• _SUPPLIED PASSAGE_:
⁂
An extract from:

Charles H.G. Nida, Chota Sahib: you’ve had a busy day (2007), edited by Ian Clark

ISBN 978-1-898728-11-5

In Delhi I began to feel the daily grind getting me down.  If this were my only interest in life, I’d soon want to give it up.  Fortunately I had the urge to develop more and more interest in India and its history.  What better place than Delhi to satisfy this urge.  So after two more days I abandoned work for what I considered some well deserved relaxation.

I went exploring.  A guest at the hotel advised me that one of the things to do was to go along to the Jamma Masjid, one of the most famous of mosques, and watch the Friday prayers.  Along with a few other non-Muslims I managed to secure a good vantage point in a gallery from where I could look down upon the great courtyard.  I watched the throng as they entered and performed their ablutions in the central bathing pool.  In a short while the whole square was crammed with white-robed figures on their knees paying homage to their creator.  Reciting verses from the Q’uran with their Imam, they bent over together to touch the ground with their foreheads.

I also went to inspect Shah Jahan’s Fort and Palace, not to mention the Kutb Minar, the tallest minaret in the world.  It rose to 240 ft and was still standing after eight centuries despite the crude medieval tools used to build it.  Although it was a world-famous landmark, no one could tell me the reason why it was built.  Legend had it that it was intended to commemorate a victory.

Equally as fascinating was a visit to the workshops of the renowned ivory-carvers.  They plied their trade in full view of the passers-by, apparently oblivious to their presence.  I watched a bearded old man who could barely stand as he put the finishing touches to a man-sized model of some maharajah’s ornate palace.  Out of curiosity I beckoned to an assistant in the adjoining shop and asked him how long it taken him to reach that stage.  He shook his head with a frown, giving me to understand that this was a question that should not be asked.  But no sooner had I turned on my heel than he hurried forward and touched my arm.  It so happened we were now out of earshot of the old craftsman.

“Since you are a tourist I shall say to you that the old man is 80 years old and has worked on the model all his life.  It has made him quite blind.”
⁂
• _PROVIDED DATA_:
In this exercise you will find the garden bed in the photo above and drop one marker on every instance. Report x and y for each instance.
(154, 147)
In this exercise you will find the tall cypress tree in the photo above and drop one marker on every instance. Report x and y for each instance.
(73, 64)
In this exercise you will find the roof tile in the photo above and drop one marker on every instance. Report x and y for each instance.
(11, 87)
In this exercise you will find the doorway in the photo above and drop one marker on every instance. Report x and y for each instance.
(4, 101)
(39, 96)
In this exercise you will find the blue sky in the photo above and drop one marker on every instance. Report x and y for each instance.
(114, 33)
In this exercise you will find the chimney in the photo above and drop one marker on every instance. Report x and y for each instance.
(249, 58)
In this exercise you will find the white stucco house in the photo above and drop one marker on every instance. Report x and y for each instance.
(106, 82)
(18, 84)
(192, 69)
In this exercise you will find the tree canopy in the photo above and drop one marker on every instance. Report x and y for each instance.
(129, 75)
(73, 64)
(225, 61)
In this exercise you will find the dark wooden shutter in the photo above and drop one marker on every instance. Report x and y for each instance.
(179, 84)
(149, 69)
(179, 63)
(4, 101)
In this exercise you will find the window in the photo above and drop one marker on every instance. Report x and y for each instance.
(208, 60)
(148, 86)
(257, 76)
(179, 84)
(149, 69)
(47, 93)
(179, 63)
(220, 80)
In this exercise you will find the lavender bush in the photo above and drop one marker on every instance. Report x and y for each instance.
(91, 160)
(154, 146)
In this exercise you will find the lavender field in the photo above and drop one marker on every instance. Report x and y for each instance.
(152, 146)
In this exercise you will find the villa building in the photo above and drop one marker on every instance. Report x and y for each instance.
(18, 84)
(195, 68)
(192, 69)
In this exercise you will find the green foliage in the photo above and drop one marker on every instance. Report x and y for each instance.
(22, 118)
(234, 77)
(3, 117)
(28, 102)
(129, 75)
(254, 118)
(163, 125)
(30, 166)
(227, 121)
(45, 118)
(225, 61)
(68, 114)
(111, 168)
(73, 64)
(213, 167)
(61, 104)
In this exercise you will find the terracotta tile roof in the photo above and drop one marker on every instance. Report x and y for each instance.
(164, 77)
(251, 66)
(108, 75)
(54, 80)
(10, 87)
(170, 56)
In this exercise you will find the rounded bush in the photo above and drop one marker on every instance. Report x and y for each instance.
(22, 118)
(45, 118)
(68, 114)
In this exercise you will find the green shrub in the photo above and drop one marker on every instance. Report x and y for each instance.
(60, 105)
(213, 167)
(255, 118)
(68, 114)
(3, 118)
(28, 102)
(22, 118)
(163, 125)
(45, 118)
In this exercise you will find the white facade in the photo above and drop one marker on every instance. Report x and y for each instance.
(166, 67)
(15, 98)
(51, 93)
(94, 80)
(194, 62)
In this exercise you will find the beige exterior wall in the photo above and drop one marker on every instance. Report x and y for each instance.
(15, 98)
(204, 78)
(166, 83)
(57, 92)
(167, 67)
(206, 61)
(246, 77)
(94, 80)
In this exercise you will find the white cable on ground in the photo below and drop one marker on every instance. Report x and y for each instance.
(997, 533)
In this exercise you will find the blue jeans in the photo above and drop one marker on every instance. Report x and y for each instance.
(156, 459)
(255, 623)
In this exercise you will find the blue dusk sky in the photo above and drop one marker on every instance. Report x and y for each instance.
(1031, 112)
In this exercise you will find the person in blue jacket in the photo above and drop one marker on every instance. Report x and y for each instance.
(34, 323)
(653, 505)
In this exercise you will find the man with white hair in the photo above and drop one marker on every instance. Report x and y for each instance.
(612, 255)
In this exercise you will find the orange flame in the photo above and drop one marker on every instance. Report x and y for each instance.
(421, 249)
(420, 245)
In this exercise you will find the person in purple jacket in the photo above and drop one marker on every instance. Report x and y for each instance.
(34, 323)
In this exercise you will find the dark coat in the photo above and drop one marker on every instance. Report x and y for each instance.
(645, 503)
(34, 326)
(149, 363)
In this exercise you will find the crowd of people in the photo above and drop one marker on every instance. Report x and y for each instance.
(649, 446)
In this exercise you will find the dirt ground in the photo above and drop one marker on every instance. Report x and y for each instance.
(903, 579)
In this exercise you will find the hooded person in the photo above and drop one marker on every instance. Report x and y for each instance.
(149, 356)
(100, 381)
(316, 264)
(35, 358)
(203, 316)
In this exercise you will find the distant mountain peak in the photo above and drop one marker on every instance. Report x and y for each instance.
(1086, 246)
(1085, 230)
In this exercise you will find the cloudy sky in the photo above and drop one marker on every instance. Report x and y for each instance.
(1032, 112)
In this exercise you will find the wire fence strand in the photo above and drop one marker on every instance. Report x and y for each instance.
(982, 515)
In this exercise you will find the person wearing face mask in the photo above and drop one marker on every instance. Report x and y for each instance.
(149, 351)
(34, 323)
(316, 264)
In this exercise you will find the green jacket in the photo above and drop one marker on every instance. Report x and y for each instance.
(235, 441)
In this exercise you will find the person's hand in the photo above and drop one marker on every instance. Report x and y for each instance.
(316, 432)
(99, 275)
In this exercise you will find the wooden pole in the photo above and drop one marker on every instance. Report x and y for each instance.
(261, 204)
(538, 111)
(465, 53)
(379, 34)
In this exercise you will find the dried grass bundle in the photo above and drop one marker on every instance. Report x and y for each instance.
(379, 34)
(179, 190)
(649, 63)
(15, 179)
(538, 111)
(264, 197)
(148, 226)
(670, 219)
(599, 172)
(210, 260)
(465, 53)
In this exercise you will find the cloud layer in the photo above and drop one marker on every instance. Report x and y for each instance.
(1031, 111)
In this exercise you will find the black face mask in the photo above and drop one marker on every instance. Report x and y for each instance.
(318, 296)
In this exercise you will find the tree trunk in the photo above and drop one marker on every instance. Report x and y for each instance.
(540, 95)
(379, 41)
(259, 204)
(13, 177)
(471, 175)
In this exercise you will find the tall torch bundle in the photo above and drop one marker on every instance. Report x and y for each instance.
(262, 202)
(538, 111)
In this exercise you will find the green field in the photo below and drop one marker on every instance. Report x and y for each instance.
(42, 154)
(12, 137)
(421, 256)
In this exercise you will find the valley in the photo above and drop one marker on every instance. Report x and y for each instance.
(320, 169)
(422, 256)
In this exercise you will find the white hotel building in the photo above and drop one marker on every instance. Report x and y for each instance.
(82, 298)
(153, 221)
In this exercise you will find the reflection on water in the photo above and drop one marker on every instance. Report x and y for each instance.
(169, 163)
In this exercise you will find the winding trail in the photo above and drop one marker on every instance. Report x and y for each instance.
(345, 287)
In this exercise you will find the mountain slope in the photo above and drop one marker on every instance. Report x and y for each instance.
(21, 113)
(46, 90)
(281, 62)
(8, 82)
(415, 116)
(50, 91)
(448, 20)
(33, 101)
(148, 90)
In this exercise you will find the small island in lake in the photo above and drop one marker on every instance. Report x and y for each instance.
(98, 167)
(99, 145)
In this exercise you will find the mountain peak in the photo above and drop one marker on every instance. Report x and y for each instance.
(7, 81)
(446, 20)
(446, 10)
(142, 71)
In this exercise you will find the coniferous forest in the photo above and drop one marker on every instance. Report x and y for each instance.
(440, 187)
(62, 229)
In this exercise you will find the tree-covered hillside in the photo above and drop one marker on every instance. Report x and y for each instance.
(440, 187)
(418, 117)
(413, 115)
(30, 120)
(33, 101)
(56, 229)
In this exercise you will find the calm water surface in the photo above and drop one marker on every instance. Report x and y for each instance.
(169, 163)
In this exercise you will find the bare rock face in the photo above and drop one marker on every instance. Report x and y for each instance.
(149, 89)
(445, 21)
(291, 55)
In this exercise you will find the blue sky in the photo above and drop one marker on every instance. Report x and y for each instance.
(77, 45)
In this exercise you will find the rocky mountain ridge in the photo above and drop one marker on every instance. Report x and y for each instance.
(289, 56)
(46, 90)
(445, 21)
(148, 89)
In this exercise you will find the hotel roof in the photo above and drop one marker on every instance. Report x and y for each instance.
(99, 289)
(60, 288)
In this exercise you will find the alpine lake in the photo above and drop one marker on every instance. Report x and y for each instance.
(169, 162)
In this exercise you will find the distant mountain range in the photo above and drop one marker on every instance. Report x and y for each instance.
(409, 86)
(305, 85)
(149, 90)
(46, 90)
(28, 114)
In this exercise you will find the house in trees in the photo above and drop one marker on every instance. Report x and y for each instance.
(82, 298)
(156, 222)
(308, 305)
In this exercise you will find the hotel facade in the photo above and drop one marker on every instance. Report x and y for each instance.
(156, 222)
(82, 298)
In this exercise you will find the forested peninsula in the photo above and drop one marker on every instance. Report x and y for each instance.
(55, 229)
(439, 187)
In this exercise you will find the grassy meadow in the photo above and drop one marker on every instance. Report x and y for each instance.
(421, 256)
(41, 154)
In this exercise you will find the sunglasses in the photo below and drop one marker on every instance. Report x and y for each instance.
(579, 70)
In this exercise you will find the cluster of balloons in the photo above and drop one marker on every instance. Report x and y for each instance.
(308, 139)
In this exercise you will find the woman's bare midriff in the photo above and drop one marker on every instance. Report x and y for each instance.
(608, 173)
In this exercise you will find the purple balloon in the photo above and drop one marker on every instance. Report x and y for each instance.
⁂
• _WHAT IS BEING ASKED_: Translate this sentence from the Delhi travel extract into French: "In a short while the whole square was crammed with white-robed figures on their knees paying homage to their creator."

• _RESPONSE FOR THIS EXERCISE_: En peu de temps, toute la place fut bondée de silhouettes vêtues de blanc, à genoux, rendant hommage à leur créateur.